━━━ 本文
昨年12月28日付で東京高等裁判所へ控訴理由書を提出しましたのでご報告致します。


以下全文公開です。

手打ちで書き起こしたものの後に書類の写真を掲載しています。


書き起こしている時に(4)が(3)になってるなどの間違いを発見した所は修正して書き起こしてありますので、写真と番号が違っている部分があります。


文章の誤字は1箇所のみ修正。

他は同文のものとなります。




控訴理由書


  第1  事案の概要


本件は、控訴人が、慢性疲労症候群により障害の状態にあるとして、初診日を平成24年9月25日とした上で、平成28年12月7日、厚生労働大臣に対し、障害基礎年金及び障害厚生年金(以下「障害給付」という。)の裁定を請求したが、平成29年3月21日、初診日は平成28年4月26日であるとして、障害給付を支給しない旨の処分がなされたと言うものである。
━━━━━━
━━━ 抽出情報
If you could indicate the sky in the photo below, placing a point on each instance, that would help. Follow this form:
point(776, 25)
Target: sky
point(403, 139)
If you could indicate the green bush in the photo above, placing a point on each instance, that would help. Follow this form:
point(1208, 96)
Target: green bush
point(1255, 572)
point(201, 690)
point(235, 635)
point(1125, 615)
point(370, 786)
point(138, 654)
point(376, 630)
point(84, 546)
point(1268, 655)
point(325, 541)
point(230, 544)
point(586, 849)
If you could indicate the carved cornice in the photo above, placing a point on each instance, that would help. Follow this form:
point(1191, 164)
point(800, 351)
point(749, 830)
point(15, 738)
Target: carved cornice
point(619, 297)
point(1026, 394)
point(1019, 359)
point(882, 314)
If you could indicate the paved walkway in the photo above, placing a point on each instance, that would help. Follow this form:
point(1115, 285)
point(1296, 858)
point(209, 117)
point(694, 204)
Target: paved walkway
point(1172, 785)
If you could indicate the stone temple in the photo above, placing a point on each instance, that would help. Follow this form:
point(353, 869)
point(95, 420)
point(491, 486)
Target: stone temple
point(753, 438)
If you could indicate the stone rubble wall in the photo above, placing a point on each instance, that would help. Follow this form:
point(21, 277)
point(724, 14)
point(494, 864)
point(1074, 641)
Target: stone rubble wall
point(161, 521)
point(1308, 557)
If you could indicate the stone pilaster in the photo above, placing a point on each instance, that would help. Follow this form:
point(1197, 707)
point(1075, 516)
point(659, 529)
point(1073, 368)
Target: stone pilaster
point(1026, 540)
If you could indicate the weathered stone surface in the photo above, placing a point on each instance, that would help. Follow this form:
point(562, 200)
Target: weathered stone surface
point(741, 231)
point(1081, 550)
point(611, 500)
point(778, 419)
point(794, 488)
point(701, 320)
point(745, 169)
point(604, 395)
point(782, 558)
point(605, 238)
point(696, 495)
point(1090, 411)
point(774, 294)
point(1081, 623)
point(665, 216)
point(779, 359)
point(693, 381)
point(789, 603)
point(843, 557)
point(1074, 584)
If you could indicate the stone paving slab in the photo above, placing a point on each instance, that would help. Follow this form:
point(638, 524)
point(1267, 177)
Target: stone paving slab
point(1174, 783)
━━━━━━
» 課題
a – 本文によると、控訴理由書はどの裁判所に提出されたか。
b – 本文の「本件は、控訴人が、慢性疲労症」から「がなされたと言うものである。」までを、「厚生労働大臣」を「日本年金機構」に差し替えて書き写すこと。
記録は本文とは別の資料である。

» 課題ごとの解答
a – 東京高等裁判所。

b –
本件は、控訴人が、慢性疲労症候群により障害の状態にあるとして、初診日を平成24年9月25日とした上で、平成28年12月7日、日本年金機構に対し、障害基礎年金及び障害厚生年金(以下「障害給付」という。)の裁定を請求したが、平成29年3月21日、初診日は平成28年4月26日であるとして、障害給付を支給しない旨の処分がなされたと言うものである。